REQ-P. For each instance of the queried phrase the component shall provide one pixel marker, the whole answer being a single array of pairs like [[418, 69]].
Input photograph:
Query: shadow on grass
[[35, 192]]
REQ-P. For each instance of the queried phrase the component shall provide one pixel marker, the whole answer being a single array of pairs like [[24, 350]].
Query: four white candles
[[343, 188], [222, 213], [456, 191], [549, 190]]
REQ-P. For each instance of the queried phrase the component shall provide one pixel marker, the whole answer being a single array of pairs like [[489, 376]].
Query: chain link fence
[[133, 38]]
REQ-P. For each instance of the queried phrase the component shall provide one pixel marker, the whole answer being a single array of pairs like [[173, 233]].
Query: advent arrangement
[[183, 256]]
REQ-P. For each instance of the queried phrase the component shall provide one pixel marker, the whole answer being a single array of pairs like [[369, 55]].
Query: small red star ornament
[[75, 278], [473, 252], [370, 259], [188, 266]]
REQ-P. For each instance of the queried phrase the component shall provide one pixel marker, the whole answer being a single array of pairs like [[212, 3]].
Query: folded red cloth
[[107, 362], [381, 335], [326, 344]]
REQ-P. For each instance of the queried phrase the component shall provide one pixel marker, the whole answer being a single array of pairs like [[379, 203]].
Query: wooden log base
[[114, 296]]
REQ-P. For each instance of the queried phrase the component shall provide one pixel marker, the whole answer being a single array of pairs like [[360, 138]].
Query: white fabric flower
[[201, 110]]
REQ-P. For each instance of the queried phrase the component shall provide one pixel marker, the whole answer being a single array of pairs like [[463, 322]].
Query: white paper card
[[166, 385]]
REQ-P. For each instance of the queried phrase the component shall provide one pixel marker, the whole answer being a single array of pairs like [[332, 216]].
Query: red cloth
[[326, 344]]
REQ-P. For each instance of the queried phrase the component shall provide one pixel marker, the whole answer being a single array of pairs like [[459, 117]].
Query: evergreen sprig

##############################

Turn all of the rows above into a numbered list, leaving out any blank lines.

1. REQ-P. For each instance of the queried phrase the component shall provide one pixel marker, the whole answer being a single array of pairs like [[418, 69]].
2. Input photograph:
3. Query: shadow on grass
4. [[35, 192]]
5. REQ-P. For each instance of the queried phrase the component shall provide one pixel marker, the whole answer being a single array of pairs like [[24, 350]].
6. Query: four white candles
7. [[343, 188], [222, 213], [456, 191], [549, 190]]
8. REQ-P. For each instance of the queried phrase the component shall provide one pixel marker, the whole answer being a single array of pairs like [[489, 376]].
9. Query: chain link fence
10. [[133, 38]]
11. REQ-P. For each instance of the queried phrase the component shall provide one pixel marker, the whole answer being a single array of pairs like [[173, 233]].
12. Query: advent arrangement
13. [[183, 256]]
14. REQ-P. For each instance of the queried phrase the component shall provide one pixel marker, the whole answer being a single array of pairs like [[369, 55]].
15. Query: small red star ornament
16. [[75, 278], [473, 252], [370, 259], [188, 266]]
17. REQ-P. For each instance of the queried phrase the component shall provide one pixel marker, the whole answer being a single array of pairs like [[212, 3]].
18. Query: folded red cloth
19. [[107, 362], [381, 335], [326, 344]]
20. REQ-P. For each instance of the queried phrase the component shall provide one pixel marker, the whole answer being a single array of pairs like [[379, 203]].
21. Query: wooden log base
22. [[114, 296]]
23. REQ-P. For each instance of the queried phrase the component shall provide one pixel marker, the whole answer being a single array of pairs like [[360, 138]].
24. Query: white fabric flower
25. [[201, 110]]
26. REQ-P. For each instance of the queried phrase the component shall provide one pixel marker, the whole answer being a single array of pairs like [[463, 322]].
27. Query: white paper card
28. [[166, 385]]
29. REQ-P. For each instance of the queried phrase the component shall provide one pixel marker, the whole answer being a single array of pairs like [[332, 216]].
30. Query: red cloth
31. [[326, 344]]
32. REQ-P. For each instance of the queried phrase the component shall provide one pixel marker, the whole answer being a single array of pairs like [[459, 117]].
33. Query: evergreen sprig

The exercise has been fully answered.